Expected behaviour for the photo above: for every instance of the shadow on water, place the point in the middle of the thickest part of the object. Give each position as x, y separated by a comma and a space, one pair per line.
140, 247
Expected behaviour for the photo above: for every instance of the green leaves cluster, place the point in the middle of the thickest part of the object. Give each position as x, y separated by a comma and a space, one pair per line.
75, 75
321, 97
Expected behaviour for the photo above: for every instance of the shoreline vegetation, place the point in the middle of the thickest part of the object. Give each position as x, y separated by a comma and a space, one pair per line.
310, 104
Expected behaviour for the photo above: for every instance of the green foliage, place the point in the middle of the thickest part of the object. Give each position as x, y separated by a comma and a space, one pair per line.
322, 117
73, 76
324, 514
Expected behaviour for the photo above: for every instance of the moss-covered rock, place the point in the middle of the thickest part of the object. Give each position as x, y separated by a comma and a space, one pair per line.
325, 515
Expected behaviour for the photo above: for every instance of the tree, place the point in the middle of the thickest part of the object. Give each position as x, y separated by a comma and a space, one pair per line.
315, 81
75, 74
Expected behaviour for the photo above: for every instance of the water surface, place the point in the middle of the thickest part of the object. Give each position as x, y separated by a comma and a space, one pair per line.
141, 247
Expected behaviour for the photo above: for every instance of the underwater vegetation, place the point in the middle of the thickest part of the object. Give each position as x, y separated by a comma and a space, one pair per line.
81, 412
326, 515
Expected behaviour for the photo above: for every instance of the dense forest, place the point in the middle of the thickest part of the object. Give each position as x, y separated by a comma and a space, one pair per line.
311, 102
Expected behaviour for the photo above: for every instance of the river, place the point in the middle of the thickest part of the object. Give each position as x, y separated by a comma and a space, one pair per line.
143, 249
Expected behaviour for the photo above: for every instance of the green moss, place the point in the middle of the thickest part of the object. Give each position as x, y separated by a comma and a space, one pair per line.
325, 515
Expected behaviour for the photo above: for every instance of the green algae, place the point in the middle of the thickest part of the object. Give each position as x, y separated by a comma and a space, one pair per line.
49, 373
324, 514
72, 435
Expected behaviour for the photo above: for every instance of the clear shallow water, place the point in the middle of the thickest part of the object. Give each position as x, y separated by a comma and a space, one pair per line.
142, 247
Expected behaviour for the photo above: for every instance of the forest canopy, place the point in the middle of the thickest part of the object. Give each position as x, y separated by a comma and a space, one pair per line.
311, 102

◇ ◇ ◇ ◇ ◇ ◇ ◇

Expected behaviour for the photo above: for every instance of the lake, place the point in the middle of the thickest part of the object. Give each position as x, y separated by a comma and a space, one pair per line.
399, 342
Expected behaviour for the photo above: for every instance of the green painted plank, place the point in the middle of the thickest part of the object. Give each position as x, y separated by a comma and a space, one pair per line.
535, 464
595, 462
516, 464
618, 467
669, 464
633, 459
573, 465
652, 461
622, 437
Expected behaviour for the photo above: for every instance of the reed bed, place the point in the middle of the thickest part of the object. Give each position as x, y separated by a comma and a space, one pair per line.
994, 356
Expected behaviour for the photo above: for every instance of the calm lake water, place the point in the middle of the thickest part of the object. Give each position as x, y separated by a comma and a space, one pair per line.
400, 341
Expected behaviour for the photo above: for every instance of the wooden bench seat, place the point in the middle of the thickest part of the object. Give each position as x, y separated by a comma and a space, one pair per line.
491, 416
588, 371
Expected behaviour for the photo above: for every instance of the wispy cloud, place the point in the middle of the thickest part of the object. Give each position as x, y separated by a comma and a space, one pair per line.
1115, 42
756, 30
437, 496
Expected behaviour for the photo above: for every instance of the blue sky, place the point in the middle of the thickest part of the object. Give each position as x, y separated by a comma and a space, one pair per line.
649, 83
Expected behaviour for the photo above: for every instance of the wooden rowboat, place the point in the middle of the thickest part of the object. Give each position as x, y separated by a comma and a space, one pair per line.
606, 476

◇ ◇ ◇ ◇ ◇ ◇ ◇

• What you have to do: Return each line of the items above that contains the word "lake", copied in full.

• Response to this exercise:
Expected behaviour for the photo above: for every instance of the lake, place the point in the middle of the thickest part of the object. Give each position as x, y separated by a comma and a space, one pair per line.
Expected behaviour for the photo above: for every instance of the calm lake water, place the point in the middle of the thickest part of the object. Give each position as x, y separated by a comma and a space, one pair per line.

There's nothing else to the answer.